**Task instructions:**
Render every line of the entries below as a numbered list, omitting blank lines. Leave the pictures out of the answer.

**The records:**
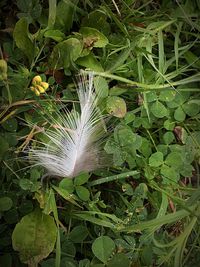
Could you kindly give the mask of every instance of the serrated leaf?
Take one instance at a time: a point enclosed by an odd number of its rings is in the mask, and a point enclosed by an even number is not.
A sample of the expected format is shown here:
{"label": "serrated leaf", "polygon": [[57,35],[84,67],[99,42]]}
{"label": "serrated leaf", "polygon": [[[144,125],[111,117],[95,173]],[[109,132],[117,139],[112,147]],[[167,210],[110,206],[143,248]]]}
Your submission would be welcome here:
{"label": "serrated leaf", "polygon": [[14,250],[19,251],[22,262],[36,265],[53,251],[56,236],[53,217],[36,209],[15,226],[12,244]]}

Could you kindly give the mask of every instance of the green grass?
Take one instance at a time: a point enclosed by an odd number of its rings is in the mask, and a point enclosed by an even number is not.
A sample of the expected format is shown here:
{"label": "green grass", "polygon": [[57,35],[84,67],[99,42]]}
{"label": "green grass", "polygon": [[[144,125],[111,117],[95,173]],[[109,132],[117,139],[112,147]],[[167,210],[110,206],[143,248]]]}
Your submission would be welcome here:
{"label": "green grass", "polygon": [[[199,14],[197,0],[0,3],[3,266],[199,264]],[[80,71],[108,118],[109,166],[42,179],[26,149],[76,106]]]}

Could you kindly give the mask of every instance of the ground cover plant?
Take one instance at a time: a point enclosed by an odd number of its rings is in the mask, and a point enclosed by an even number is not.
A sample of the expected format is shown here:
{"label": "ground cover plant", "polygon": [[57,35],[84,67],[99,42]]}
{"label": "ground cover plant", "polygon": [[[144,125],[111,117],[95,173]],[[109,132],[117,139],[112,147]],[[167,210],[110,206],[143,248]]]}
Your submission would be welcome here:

**Finished task:**
1. Could you kindly give the mask of every instance of the serrated leaf?
2. Take one instance at a time: a point enclosed by an odd number of its rings is in the mask, and a point enclosed by an even number is not.
3. A sample of the expected format is shown here:
4. {"label": "serrated leaf", "polygon": [[57,35],[84,67],[99,42]]}
5. {"label": "serrated leaf", "polygon": [[[144,125],[111,117],[95,173]],[[109,132],[117,139],[112,147]],[[167,210],[110,206],[143,248]]]}
6. Your submission would be welcome here:
7. {"label": "serrated leaf", "polygon": [[14,250],[19,251],[22,262],[36,265],[53,251],[56,236],[53,217],[36,209],[15,226],[12,244]]}
8. Could you kindly give the mask of every instance of the green grass?
9. Take one instance at a time: a point enclosed by an odd number of its rings is in the mask, and a point enclosed by an even number is not.
10. A sample of the expected format is shown here:
11. {"label": "green grass", "polygon": [[57,35],[84,67],[99,42]]}
12. {"label": "green grass", "polygon": [[[144,125],[111,117],[95,173]],[[109,132],[117,139],[112,147]],[[167,210],[110,206],[143,248]]]}
13. Your submission would be welcome here:
14. {"label": "green grass", "polygon": [[[199,14],[197,0],[0,3],[3,266],[199,264]],[[80,71],[108,118],[109,166],[42,179],[26,149],[76,106]]]}
15. Could you kindly give the mask of every instance of the ground cover plant?
16. Take one instance at a time: a point enclosed by an odd number of its rings is in the mask, and a point enclosed by an even number is not.
17. A sample of the expected format is shown here:
18. {"label": "ground cover plant", "polygon": [[57,35],[84,67],[99,42]]}
19. {"label": "ground cover plant", "polygon": [[[144,125],[111,117],[95,173]],[[109,132],[117,139],[112,147]],[[167,210],[110,206],[143,248]]]}
20. Your submission would be welcome here:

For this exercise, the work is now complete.